Objective: Output the material beneath this task exactly, images excluded.

::: Given data :::

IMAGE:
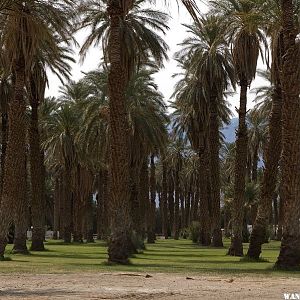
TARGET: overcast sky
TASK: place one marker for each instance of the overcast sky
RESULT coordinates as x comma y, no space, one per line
164,78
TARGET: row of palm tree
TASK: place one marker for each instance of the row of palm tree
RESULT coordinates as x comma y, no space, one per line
109,134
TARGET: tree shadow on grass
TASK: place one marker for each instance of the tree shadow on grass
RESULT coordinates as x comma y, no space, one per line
71,256
23,294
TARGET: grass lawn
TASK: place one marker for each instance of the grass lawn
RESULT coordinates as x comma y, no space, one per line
164,256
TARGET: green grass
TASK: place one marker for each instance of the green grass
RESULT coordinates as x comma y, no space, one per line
164,256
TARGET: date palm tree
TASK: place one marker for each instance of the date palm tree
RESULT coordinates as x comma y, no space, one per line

:::

Response:
IMAGE:
TARGET: overcast sky
TASK: place one marker for each instance of the overcast sky
RESULT coordinates as x comma y, no space, one per line
164,78
TARGET: row of palm tree
TASK: place one marker for each instance of the row of palm tree
RESULT coordinates as x comma y, no space, one per line
109,134
TARGET: tree shadow on grass
TASK: place one marker for each instance of the tree shadow on grass
RESULT coordinates as x comma y, no space, one per line
71,256
23,294
TARGET: grass lawn
TASK: place one marker for each instance of the grass lawn
RESULT coordinates as x comma y, no space, one per line
164,256
TARGET: green grass
TASK: place one marker for each instance of the green grass
RESULT coordinates as x comma y, no space, one per line
164,256
TARGET: date palm tree
TASK: place one marker for each instance of the date palm tree
RESULT coordinates as x comma y, no space, one per line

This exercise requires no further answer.